● **List of tasks**
**A)** Reproduce verbatim the stretch of the gym passage from "She wore a purple" through "for those braces.".
**B)** Summarize the gym passage in two sentences.

● **Document excerpt**
>>>
From my elevated perch, I could see younger, virile men running on those same machines. I thought about wanting to join them, all the while recalling the words of my doctor who gave great warning against such.

I thought about how much I wanted to run with my daughter again- about cool, saturday morning winds kissing our cheeks and the lonely sounds of four feet plodding about grayish pavement-about those future memories now forever lost. I asked a greedy prayer for God's rescue from my current predicament.

And then I saw her.

She wore a purple blouse and black pants with wide, purple stripes down the sides.  Beads of sweat hung on her pasty, pitted looking face.  She dragged mangled, palsied legs behind her thickish frame and leaned heavily on the silvery braces hooked to her arms.

She looked straight ahead as she walked alone on the track.

Slim, tanned gym ladies dwarfed her short frame and turtleish pace.  They lapped her multiple times while I pedaled.  But still, she labored on.  Her knees cocked inward, nearly brushing each other as she moved.  Her feet twisted outward making the walk impossible but for those braces.

While watching her, suddenly I felt the urge to get off of that bike, drop to my knees and ask forgiveness from the Great Creator above for my carnal, self-pity.

I didn't.

Curiously too, I felt compelled to join her, to walk beside her on the seemingly long journey-to introduce myself and know her as a friend.  I wanted to be Jesus to her- to live out my faith in a real and tangible way.  I wanted to make sure she knew her true value as a child of our King.  I wanted to make sure loneliness hadn't consumed her.  I wanted to be a defender of the defenseless.
<<<
● **Provided material**
>>>
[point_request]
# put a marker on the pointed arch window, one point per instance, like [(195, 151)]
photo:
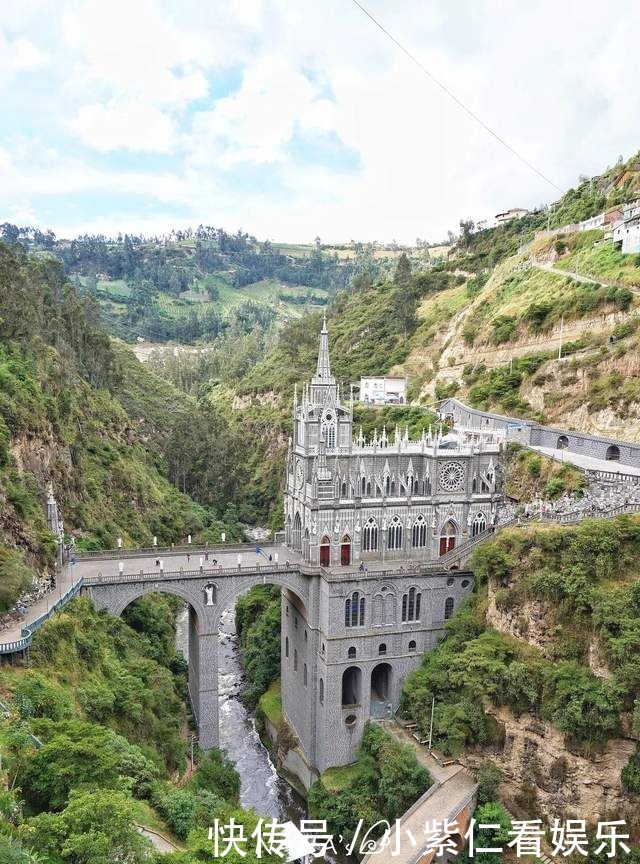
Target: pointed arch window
[(411, 602), (394, 534), (419, 533), (479, 524), (370, 536), (354, 608)]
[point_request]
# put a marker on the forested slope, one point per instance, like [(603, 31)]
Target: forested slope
[(78, 412)]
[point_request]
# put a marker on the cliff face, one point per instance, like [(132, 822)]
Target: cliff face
[(540, 777)]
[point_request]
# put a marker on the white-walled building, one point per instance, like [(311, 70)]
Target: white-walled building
[(383, 391)]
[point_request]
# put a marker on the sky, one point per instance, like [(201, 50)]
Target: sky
[(292, 119)]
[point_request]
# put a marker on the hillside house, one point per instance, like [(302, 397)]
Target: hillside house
[(510, 215)]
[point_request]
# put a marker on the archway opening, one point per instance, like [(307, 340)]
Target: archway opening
[(448, 536), (345, 551), (297, 533), (381, 690), (351, 686), (325, 551)]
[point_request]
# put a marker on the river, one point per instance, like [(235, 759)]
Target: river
[(260, 785)]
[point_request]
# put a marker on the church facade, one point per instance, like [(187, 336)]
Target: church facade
[(350, 500), (366, 516)]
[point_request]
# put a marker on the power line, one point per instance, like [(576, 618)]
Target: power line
[(458, 101)]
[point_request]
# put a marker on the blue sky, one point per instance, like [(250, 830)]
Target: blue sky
[(297, 119)]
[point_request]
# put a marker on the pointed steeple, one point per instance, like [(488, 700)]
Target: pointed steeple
[(323, 369)]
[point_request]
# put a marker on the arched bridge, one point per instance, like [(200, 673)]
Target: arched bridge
[(209, 584)]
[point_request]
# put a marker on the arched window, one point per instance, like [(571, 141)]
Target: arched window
[(351, 679), (297, 533), (329, 432), (390, 609), (394, 534), (354, 610), (370, 536), (411, 605), (479, 524), (378, 610), (419, 533)]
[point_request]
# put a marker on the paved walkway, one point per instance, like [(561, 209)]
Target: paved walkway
[(587, 462), (66, 580), (453, 794), (579, 277)]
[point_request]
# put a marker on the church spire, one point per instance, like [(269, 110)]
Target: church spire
[(323, 371)]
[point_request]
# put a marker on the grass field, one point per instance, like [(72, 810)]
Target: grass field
[(269, 292)]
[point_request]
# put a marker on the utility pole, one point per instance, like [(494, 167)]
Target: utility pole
[(433, 707)]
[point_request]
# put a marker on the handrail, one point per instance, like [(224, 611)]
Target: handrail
[(24, 642), (212, 573), (192, 548)]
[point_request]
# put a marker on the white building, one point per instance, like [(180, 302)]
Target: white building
[(383, 391), (508, 215)]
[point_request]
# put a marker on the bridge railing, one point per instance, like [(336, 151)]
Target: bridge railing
[(17, 645), (210, 572), (165, 551)]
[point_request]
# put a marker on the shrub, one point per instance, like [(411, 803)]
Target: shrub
[(488, 778)]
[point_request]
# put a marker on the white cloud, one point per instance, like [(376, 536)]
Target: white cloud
[(257, 123), (124, 125), (130, 75)]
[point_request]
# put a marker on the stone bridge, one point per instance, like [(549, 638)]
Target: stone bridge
[(116, 579)]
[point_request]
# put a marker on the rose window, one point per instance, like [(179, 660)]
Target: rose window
[(451, 476)]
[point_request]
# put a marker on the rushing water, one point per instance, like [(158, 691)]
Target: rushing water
[(260, 785)]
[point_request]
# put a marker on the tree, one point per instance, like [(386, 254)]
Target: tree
[(467, 227), (95, 828)]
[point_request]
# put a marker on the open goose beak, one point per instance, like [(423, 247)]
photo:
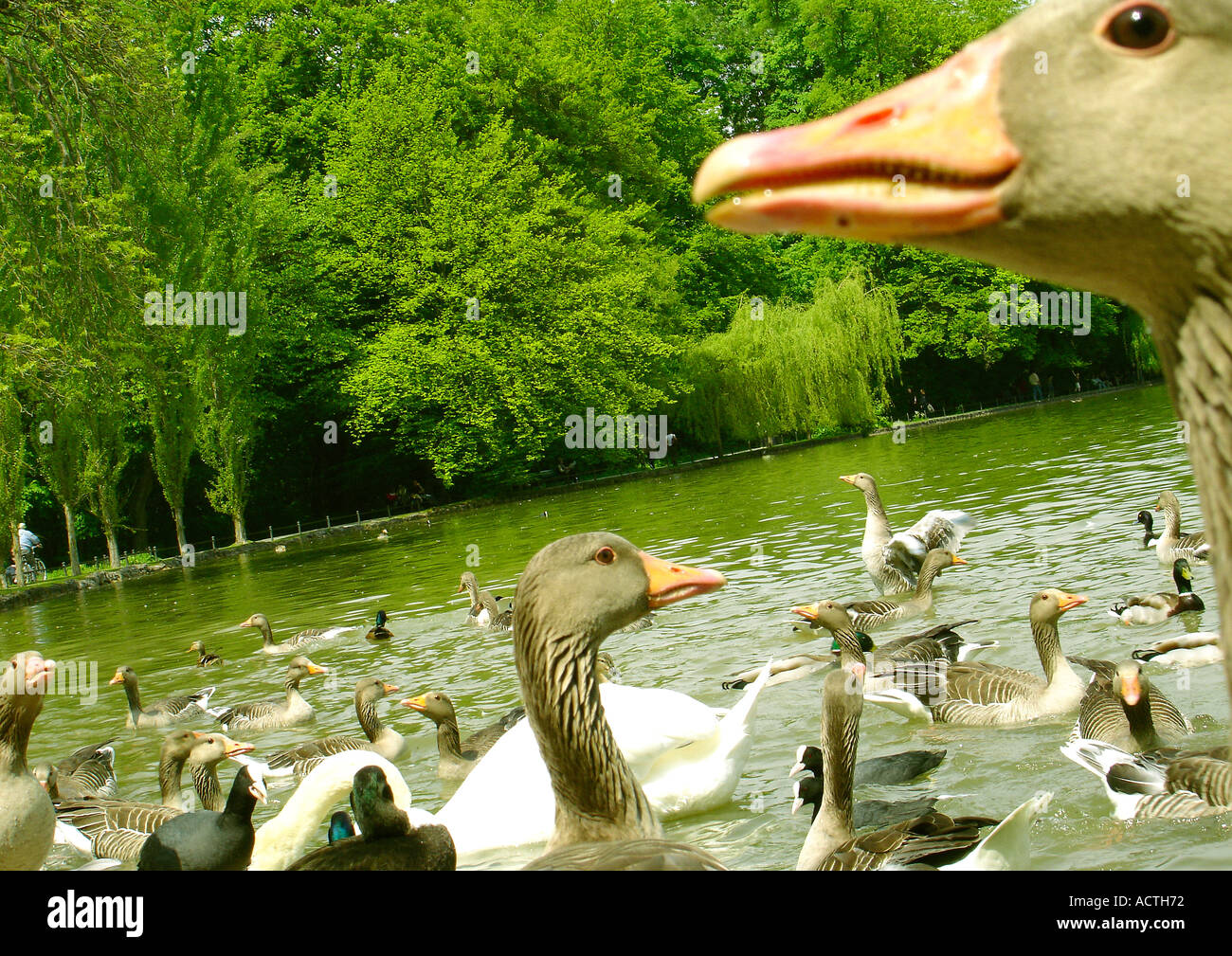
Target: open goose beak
[(1070, 602), (925, 158), (670, 583)]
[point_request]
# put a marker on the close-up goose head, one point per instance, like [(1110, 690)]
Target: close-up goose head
[(1051, 603), (599, 584)]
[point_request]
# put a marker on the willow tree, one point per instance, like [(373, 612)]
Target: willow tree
[(12, 467), (795, 369), (61, 451)]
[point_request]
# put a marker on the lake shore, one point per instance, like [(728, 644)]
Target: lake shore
[(29, 594)]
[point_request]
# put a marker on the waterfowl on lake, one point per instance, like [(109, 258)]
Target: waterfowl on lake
[(1171, 545), (900, 767), (1154, 607), (340, 827), (208, 839), (456, 757), (387, 838), (871, 615), (27, 820), (895, 561), (208, 751), (1184, 651), (283, 839), (378, 738), (980, 694), (1149, 534), (573, 594), (118, 828), (307, 639), (265, 714), (1154, 785), (204, 659), (866, 813), (93, 776), (1122, 707), (994, 175), (164, 712), (380, 632), (933, 839), (484, 608)]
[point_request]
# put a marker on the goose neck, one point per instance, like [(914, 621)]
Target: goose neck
[(596, 795)]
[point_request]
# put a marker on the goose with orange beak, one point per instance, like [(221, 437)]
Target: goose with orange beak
[(1084, 143), (1124, 709), (989, 694)]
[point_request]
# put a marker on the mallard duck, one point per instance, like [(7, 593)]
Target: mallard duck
[(164, 712), (380, 632), (871, 615), (933, 839), (456, 757), (989, 694), (28, 821), (1154, 607), (287, 711), (387, 839), (1184, 651), (1171, 545), (1157, 785), (1073, 180), (204, 659), (378, 738), (895, 561), (1122, 707), (304, 640), (208, 839)]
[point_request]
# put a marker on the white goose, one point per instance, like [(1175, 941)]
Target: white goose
[(686, 757)]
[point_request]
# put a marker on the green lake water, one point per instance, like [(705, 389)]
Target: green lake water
[(1055, 492)]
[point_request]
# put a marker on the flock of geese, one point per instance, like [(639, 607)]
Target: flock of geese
[(589, 767)]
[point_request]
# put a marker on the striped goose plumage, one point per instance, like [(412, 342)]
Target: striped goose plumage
[(895, 561), (1171, 544), (1122, 707), (1158, 784)]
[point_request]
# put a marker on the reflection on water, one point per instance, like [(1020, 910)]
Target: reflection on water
[(1055, 491)]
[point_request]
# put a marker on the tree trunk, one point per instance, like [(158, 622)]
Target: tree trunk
[(70, 532), (16, 561), (112, 546), (180, 540)]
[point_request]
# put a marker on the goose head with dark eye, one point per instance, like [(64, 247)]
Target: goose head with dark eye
[(1141, 28)]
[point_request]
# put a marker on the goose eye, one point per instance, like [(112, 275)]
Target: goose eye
[(1140, 27)]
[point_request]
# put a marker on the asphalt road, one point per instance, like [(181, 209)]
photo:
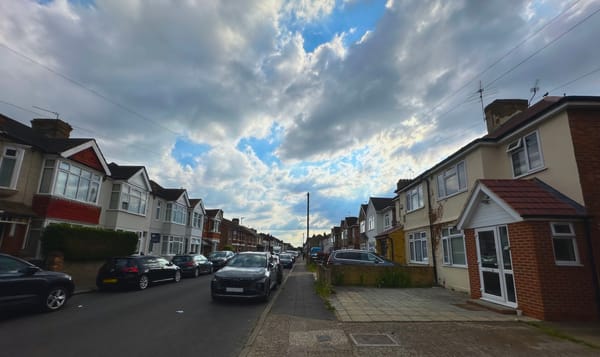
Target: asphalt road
[(171, 319)]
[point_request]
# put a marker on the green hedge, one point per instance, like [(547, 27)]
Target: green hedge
[(84, 243)]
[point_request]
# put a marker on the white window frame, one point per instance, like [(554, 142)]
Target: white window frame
[(414, 193), (518, 148), (74, 177), (450, 234), (564, 236), (458, 171), (417, 243), (16, 169)]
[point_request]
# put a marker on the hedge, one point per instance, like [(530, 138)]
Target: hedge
[(84, 243)]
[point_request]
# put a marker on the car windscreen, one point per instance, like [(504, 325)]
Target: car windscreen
[(181, 259), (248, 261)]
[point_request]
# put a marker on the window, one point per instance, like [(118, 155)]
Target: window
[(157, 216), (74, 182), (414, 199), (452, 180), (10, 164), (172, 245), (387, 220), (453, 243), (418, 247), (564, 243), (525, 154)]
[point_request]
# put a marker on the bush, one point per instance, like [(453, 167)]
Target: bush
[(85, 244), (391, 278)]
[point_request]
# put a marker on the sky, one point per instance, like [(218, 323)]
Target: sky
[(250, 105)]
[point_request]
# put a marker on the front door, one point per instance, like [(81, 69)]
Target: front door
[(495, 266)]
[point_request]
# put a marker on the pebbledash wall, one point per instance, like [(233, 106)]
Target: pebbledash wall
[(544, 290)]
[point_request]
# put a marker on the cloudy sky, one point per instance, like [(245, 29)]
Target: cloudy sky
[(249, 105)]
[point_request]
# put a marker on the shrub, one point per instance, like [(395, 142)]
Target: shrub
[(84, 243)]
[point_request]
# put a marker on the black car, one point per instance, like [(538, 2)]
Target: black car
[(219, 258), (136, 271), (286, 260), (193, 264), (247, 275), (24, 283)]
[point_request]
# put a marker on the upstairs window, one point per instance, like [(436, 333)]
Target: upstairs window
[(10, 165), (525, 154), (71, 181), (414, 199), (452, 180), (453, 243), (565, 244)]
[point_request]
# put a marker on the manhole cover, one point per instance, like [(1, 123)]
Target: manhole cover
[(373, 339)]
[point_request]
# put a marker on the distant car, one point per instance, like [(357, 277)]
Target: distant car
[(22, 283), (136, 271), (287, 260), (357, 257), (192, 264), (249, 275), (219, 258)]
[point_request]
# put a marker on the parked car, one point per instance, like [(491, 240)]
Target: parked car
[(219, 258), (248, 275), (136, 271), (287, 260), (22, 283), (192, 264), (357, 257)]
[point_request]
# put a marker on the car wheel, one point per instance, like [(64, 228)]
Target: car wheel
[(143, 282), (55, 298)]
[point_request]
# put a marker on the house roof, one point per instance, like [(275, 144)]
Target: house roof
[(169, 194), (381, 202), (65, 147), (534, 198), (119, 172)]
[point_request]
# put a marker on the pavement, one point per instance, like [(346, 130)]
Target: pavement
[(360, 321)]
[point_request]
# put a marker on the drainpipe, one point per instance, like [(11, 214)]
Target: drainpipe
[(588, 239), (431, 232)]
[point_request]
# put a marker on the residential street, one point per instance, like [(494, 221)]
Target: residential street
[(166, 320)]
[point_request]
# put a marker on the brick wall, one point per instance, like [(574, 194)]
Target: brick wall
[(544, 290), (585, 132)]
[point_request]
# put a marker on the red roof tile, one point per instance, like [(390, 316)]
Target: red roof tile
[(534, 198)]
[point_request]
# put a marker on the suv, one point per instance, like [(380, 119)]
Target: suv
[(356, 257)]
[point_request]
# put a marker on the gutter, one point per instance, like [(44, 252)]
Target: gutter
[(435, 277)]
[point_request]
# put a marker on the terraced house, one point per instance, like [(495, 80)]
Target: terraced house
[(513, 217)]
<<<
● **Solutions for each task**
**A)**
She wore a purple blouse and black pants with wide, purple stripes down the sides.  Beads of sweat hung on her pasty, pitted looking face.  She dragged mangled, palsied legs behind her thickish frame and leaned heavily on the silvery braces hooked to her arms.

She looked straight ahead as she walked alone on the track.

Slim, tanned gym ladies dwarfed her short frame and turtleish pace.  They lapped her multiple times while I pedaled.  But still, she labored on.  Her knees cocked inward, nearly brushing each other as she moved.  Her feet twisted outward making the walk impossible but for those braces.

**B)** While pedaling a bike at the gym, the narrator mourns the lost chance to run with a daughter again, as a doctor has warned against it, and then watches a woman with braces on her arms and twisted legs walk alone on the track, lapped repeatedly by other women yet laboring on. Watching her, the narrator feels an urge to ask the Creator's forgiveness for self-pity and a desire to walk beside her, befriend her, and make sure she knows her true value as a child of the King.